EXERCISE AIM: Please copy the data below word for word, starting at the beginning and ending with the line that contains "xmin=476 ymin=410 xmax=604 ymax=453", with both ends included. Leave the pictures out.

EXERCISE MATERIALS:
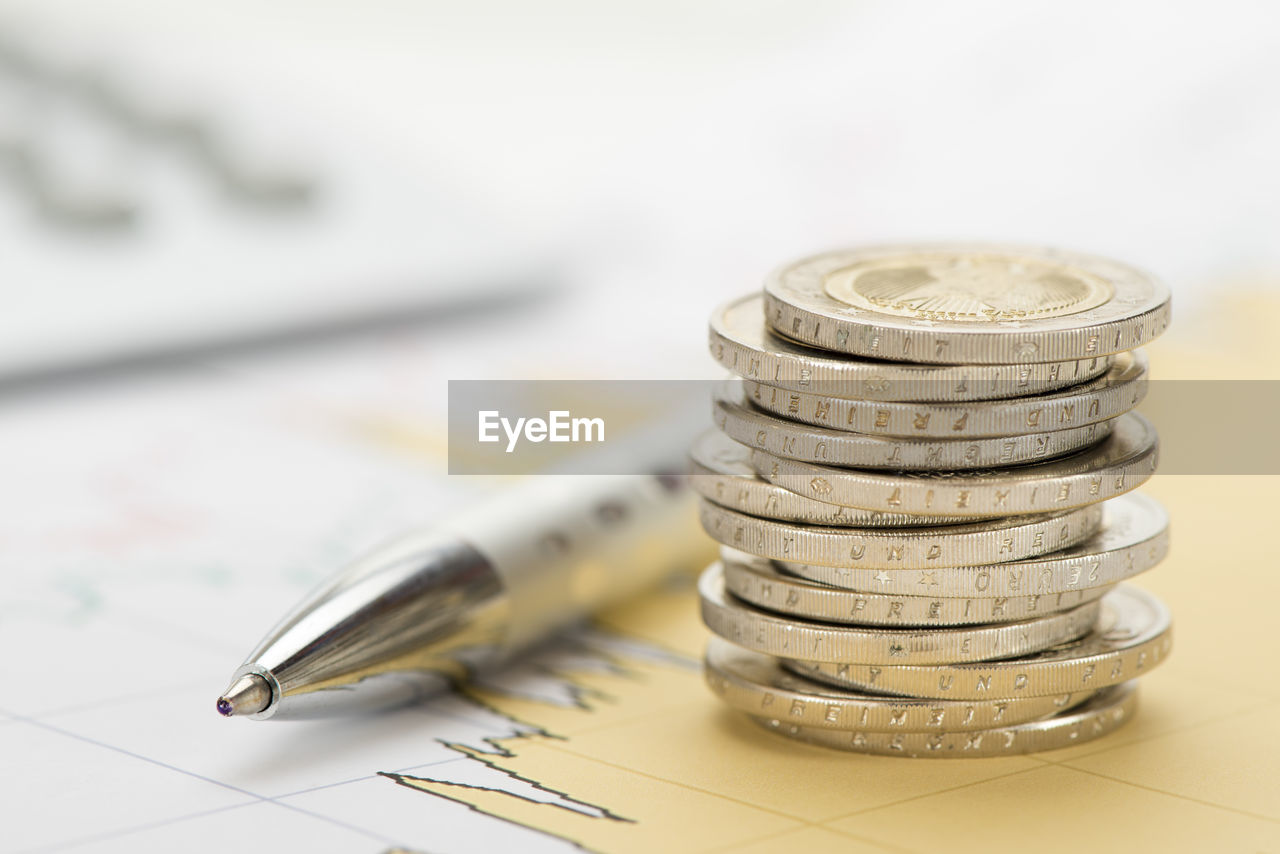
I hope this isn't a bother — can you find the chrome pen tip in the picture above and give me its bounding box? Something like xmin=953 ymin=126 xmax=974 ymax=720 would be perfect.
xmin=218 ymin=673 xmax=271 ymax=717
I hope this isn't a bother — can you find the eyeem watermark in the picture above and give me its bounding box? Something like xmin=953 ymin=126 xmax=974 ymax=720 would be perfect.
xmin=476 ymin=410 xmax=604 ymax=453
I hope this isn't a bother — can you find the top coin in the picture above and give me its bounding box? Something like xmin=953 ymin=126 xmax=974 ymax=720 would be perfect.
xmin=764 ymin=245 xmax=1170 ymax=365
xmin=709 ymin=293 xmax=1111 ymax=402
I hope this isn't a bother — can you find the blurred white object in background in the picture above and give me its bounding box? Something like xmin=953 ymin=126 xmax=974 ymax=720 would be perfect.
xmin=0 ymin=12 xmax=550 ymax=378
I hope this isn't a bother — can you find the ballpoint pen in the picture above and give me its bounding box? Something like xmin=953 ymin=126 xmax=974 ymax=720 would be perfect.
xmin=218 ymin=474 xmax=709 ymax=718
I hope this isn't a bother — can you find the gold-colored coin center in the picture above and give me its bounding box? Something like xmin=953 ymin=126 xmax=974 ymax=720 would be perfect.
xmin=824 ymin=252 xmax=1115 ymax=321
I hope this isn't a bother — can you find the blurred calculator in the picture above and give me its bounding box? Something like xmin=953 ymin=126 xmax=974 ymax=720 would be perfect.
xmin=0 ymin=17 xmax=548 ymax=379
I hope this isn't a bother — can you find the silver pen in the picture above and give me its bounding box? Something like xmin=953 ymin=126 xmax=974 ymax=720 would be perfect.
xmin=218 ymin=475 xmax=710 ymax=718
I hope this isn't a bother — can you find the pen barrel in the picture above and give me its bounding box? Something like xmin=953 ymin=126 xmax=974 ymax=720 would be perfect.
xmin=447 ymin=475 xmax=710 ymax=653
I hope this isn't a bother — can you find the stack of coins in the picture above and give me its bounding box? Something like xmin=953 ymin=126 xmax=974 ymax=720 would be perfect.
xmin=692 ymin=246 xmax=1171 ymax=757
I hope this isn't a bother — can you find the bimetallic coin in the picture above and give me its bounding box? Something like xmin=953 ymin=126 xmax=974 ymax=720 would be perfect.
xmin=768 ymin=493 xmax=1169 ymax=600
xmin=698 ymin=563 xmax=1098 ymax=665
xmin=703 ymin=638 xmax=1093 ymax=732
xmin=710 ymin=293 xmax=1110 ymax=401
xmin=753 ymin=682 xmax=1138 ymax=759
xmin=764 ymin=245 xmax=1170 ymax=365
xmin=699 ymin=501 xmax=1102 ymax=570
xmin=744 ymin=352 xmax=1147 ymax=439
xmin=747 ymin=412 xmax=1158 ymax=514
xmin=782 ymin=586 xmax=1174 ymax=700
xmin=721 ymin=548 xmax=1110 ymax=626
xmin=689 ymin=430 xmax=956 ymax=528
xmin=712 ymin=380 xmax=1111 ymax=471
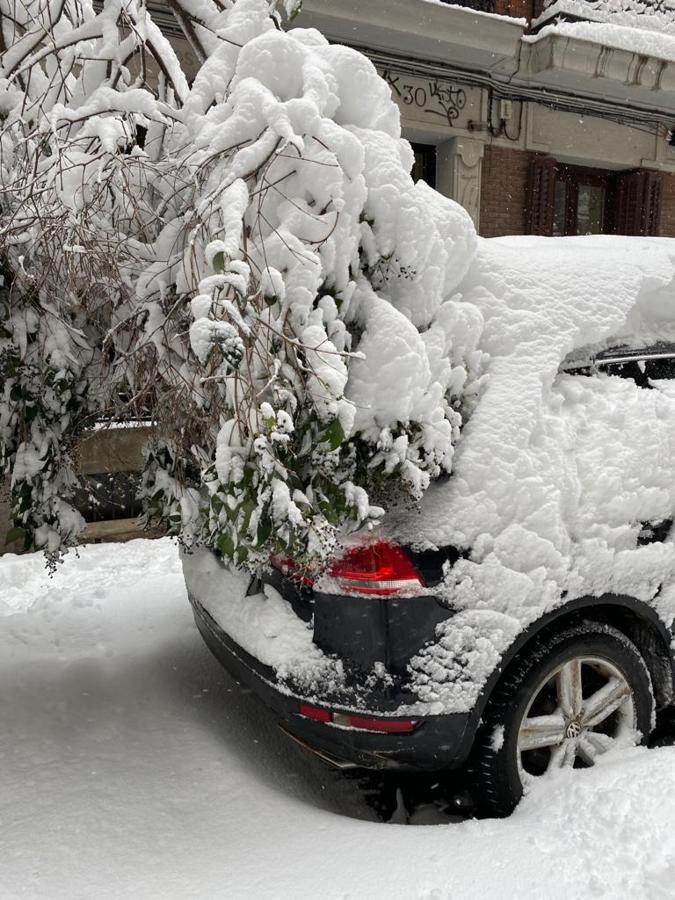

RESPONSE TO THE EXERCISE:
I hope this isn't a bother — can you find the chrome pen tip in the picture above and give me its bounding box? Something like xmin=953 ymin=126 xmax=974 ymax=720 would be perfect.
xmin=218 ymin=673 xmax=271 ymax=717
I hope this isn't a bother — can you find the eyeem watermark in the picture above and give me its bounding box? Something like xmin=953 ymin=126 xmax=974 ymax=720 would be perfect.
xmin=476 ymin=410 xmax=604 ymax=453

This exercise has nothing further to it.